Top of Text provided
As medical technology keeps evolving, having the right, and sometimes the most up to date equipment is important to the life of any medical facility. Delivering better healthcare to more people at a lower cost is the recipe for success.
The Medical Imaging market is one of the leading segments of medical technology, because medical imaging equipment is not something you want, but something you need. You need it to be able to provide the right service, you need it to stay ahead of the competition, and you need it for the survival of your business.
Should you buy or lease medical imaging equipment?
It depends on your situation. And since there is no one answer that fits all here is a rundown of the advantages and disadvantages of buys vs. leasing medical imaging equipment:
• Less initial expense is required. Leasing allows you to acquire assets with minimal initial expenditure.
• Tax Benefits. Lease payments can usually be deducted as business expense, reducing the net cost of the lease.
• Flexible terms – Unlike bank loans, leases are usually easier to obtain and have flexible terms. This is a huge benefit when you have bad credit, or need to negotiate and longer payment plan.
• Easier Upgrade – If you use a lease to obtain equipment that will become obsolete in a short period of time, a lease passes the burden on the lessor. You are sometimes free to lease new and more up to date equipment when the lease ends.
• The equipment is not yours – You don’t increase the value of your company with the new medical imaging equipment.
• Commitment to pay until the end of the lease – You are obligated to make payments until the end of the lease, even if you stopped using the equipment. Some leases have the option to cancel the lease if your business changed direction.
Buying Equipment Advantages:
• You own it – and can do with it whatever you wish; make specific changes to the equipment for example.
• Tax Incentives – The Internal Revenue Code allows you to fully deduct the cost of the new medical imaging purchase.
• Depreciation – You can receive tax benefits for almost any business equipment through depreciation deductions.
• Higher initial cost – For some, the cost of medical imaging equipment is too high. Even when planning to loan the money and make payments, most financial institutions require 20% down payment.
• Less cash flow – Borrowing might tie up lines of credit and lenders may put restrictions on your future financial operations.
• Owning obsolete equipment – When purchasing a high end equipment, the owner runs the risk of it becoming obsolete and he might need to invest some more for new equipment. If specifications were made to the equipment, it might be very difficult to resale.
Bottom of Text provided
Top of Provided material
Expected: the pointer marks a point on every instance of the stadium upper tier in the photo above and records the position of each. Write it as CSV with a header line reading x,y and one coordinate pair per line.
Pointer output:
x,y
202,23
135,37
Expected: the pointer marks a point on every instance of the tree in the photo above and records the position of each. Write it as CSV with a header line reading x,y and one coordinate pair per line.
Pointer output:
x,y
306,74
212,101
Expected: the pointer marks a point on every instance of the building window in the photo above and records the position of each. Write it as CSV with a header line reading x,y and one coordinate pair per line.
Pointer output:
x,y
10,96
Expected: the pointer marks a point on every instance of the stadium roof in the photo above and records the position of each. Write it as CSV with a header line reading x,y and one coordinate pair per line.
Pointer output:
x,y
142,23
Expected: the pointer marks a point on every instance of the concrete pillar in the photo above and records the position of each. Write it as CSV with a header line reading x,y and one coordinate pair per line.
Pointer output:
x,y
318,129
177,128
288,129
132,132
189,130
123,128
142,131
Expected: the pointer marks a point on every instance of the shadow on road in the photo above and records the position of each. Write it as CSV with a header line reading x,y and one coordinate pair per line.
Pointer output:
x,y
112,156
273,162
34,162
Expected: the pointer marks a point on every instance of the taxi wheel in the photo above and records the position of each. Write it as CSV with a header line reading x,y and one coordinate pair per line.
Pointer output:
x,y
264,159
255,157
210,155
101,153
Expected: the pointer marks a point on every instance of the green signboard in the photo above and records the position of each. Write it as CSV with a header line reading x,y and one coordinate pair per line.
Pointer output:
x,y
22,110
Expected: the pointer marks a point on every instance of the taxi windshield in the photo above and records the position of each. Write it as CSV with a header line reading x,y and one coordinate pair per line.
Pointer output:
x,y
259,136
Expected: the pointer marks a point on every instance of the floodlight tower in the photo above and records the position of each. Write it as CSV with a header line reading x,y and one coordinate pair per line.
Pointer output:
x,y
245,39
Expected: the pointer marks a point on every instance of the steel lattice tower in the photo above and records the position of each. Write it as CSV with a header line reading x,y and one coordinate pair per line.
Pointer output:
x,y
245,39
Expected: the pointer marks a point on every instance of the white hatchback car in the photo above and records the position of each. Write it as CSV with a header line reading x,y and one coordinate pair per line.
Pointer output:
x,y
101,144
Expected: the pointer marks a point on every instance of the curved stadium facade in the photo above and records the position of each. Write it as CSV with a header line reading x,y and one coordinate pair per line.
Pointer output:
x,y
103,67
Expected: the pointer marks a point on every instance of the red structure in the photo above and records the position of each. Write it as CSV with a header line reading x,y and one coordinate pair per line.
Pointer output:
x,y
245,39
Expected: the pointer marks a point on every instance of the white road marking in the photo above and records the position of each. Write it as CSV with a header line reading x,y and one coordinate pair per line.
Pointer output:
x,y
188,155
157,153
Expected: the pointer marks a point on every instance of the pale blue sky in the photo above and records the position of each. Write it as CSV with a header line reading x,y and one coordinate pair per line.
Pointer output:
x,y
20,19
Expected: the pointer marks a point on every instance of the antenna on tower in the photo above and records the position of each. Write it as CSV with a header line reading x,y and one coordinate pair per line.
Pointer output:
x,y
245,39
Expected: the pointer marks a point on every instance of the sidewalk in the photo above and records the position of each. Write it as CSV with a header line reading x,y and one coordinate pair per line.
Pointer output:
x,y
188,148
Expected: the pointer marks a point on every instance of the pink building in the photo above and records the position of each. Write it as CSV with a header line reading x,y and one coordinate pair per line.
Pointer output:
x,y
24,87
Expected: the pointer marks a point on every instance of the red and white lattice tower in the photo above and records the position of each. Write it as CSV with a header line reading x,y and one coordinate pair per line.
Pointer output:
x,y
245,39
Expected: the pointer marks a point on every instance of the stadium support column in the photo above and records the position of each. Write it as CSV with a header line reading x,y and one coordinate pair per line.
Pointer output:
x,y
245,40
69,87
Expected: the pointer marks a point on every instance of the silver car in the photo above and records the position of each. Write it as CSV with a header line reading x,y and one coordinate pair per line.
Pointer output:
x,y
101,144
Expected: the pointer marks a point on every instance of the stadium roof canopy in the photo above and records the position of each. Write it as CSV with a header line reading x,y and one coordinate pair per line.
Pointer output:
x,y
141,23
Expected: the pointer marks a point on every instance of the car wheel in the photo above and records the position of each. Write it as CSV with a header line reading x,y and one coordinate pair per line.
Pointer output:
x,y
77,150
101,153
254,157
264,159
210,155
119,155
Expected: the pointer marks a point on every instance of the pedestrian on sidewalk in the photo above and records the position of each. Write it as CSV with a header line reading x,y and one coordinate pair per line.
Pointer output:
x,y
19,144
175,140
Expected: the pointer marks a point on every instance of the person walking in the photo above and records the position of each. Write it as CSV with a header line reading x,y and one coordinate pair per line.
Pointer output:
Bottom of Provided material
According to the text on buying versus leasing medical imaging equipment, what down payment do most financial institutions require when you borrow to buy?

Answer space:
A 20% down payment.